## STUDY TEXT

────────────────

Peter Wallison and Ed Pinto turn their big guns on the Federal government's role in creating the housing bubble and bust that is the 'wanting nail' in the
tale of woe that became the Great Recession of 2008;
HUD’s [decade long] policy [of reducing standards for home loans] was successful. In 1989, only 1 in 230 homebuyers bought a home with a down payment of 3 percent or less, but by 2003, 1 in 7 buyers was providing a down payment at that level and by 2007, the number was less than 1 in 3. The program’s contribution to the reduction in home equity and the subsequent increase in leverage is obvious.
HUD also used the FHA, a government mortgage insurance agency it controlled, to lead the way in reducing underwriting standards.

────────────────

## INPUT DATA
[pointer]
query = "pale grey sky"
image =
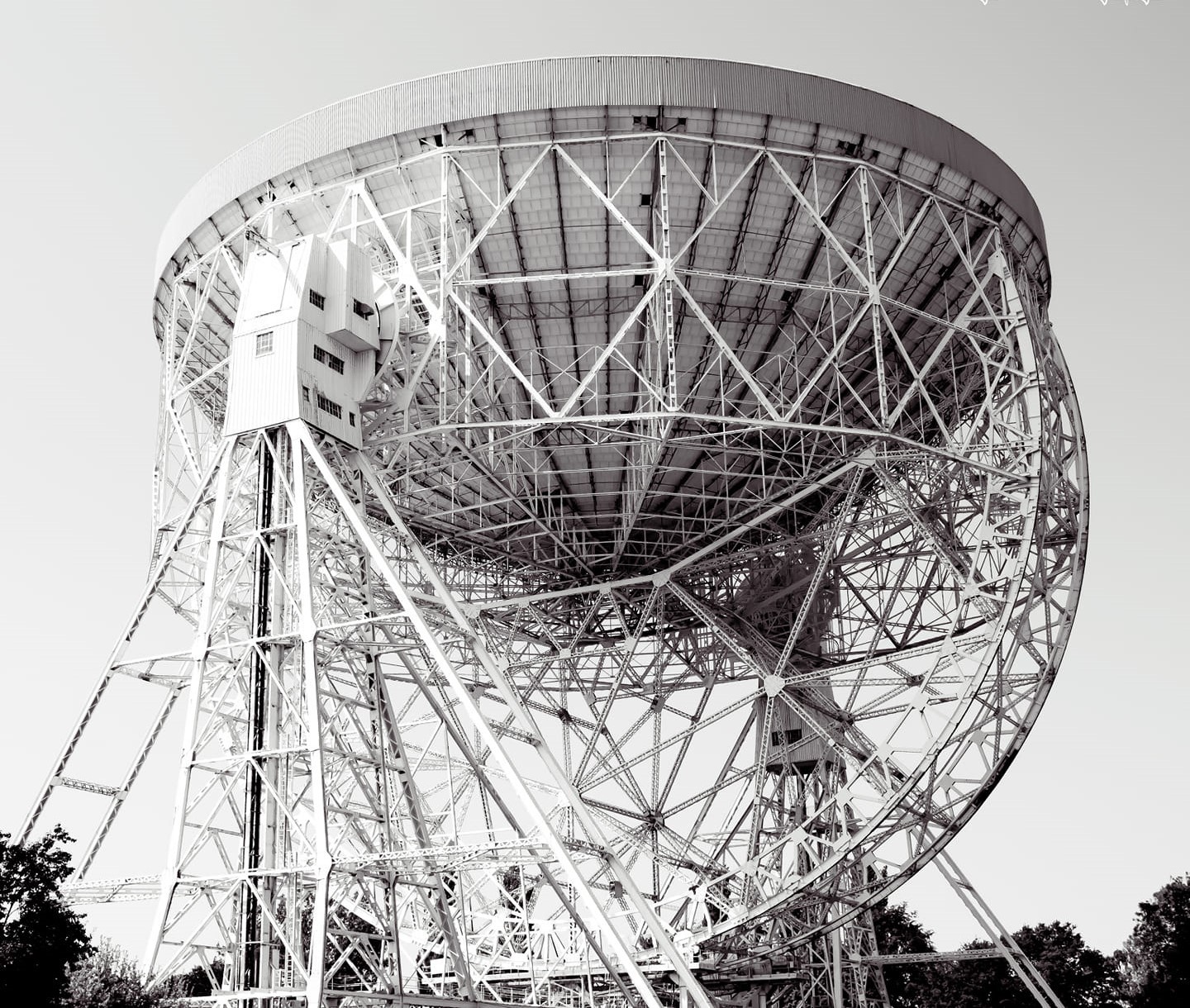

────────────────

## EXPLORE THE MATERIAL
1. Answer these questions from the housing bubble passage.
(a) Who turns their big guns on the Federal government's role in creating the housing bubble and bust?
(b) In 1989, how many homebuyers bought a home with a down payment of 3 percent or less?
(c) Which government mortgage insurance agency did HUD use to lead the way in reducing underwriting standards?
2. Copy the stretch of the housing bubble passage from "Peter Wallison and" through "reducing underwriting standards." word for word.
3. Resume the housing bubble passage after its final sentence.

## ANSWERS IN ORDER
1.
(a) Peter Wallison and Ed Pinto
(b) 1 in 230
(c) The FHA

2.
Peter Wallison and Ed Pinto turn their big guns on the Federal government's role in creating the housing bubble and bust that is the 'wanting nail' in the
tale of woe that became the Great Recession of 2008;
HUD’s [decade long] policy [of reducing standards for home loans] was successful. In 1989, only 1 in 230 homebuyers bought a home with a down payment of 3 percent or less, but by 2003, 1 in 7 buyers was providing a down payment at that level and by 2007, the number was less than 1 in 3. The program’s contribution to the reduction in home equity and the subsequent increase in leverage is obvious.
HUD also used the FHA, a government mortgage insurance agency it controlled, to lead the way in reducing underwriting standards.

3.
One would think that they'd done enough, but the AEI scholars say they've kept up the bad work;
For a time, as the GSEs [Fannie Mae and Freddie Mac] expanded their loan purchases, the FHA became less important for assisting growth in homeownership. Recently, however, as their conservator has tightened the [bankrupt] GSEs’ lending standards and reduced the effect of the AH [affordable housing] goals, the FHA has increased its market share of home purchase loans, from 8 percent in 2007 to 43 percent in 2010. In other words, the current administration is no different from the last two, which were willing to reduce the underlying equity in housing to spur home sales—an adverse trade-off between short-term objectives and long-term market health.
Meaning that the government is giving more of the medicine that nearly killed the patient.